[TASK BRIEF]:
Which of the lines below include "carved"? Each one should be copied out.

Data items:
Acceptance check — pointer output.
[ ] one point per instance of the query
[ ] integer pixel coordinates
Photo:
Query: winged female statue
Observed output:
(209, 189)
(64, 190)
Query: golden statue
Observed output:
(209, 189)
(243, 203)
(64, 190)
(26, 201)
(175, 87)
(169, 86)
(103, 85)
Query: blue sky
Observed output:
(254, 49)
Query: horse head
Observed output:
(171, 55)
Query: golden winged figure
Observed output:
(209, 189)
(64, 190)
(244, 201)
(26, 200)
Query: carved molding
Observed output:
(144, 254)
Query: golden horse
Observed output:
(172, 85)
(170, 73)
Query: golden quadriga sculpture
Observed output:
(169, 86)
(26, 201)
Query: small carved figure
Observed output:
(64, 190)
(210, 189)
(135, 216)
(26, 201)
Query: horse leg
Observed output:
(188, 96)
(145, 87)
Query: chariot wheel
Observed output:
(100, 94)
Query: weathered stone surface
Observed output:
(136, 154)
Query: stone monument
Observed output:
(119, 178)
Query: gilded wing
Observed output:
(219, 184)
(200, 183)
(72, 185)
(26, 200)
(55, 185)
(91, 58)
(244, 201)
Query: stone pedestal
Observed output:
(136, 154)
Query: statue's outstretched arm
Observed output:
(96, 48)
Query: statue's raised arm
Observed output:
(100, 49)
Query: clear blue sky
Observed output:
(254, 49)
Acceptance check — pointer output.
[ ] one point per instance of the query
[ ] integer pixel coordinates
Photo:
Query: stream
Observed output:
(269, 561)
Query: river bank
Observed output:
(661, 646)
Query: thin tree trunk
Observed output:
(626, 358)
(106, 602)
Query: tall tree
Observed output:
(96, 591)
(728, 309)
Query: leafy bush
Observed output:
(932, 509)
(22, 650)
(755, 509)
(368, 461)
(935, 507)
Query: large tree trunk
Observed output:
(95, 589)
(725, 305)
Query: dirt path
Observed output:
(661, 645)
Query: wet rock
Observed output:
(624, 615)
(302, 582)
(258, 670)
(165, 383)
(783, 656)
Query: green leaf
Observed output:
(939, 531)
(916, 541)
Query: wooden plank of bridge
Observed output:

[SOLUTION TO THIS TASK]:
Query: carved molding
Query: small carved figure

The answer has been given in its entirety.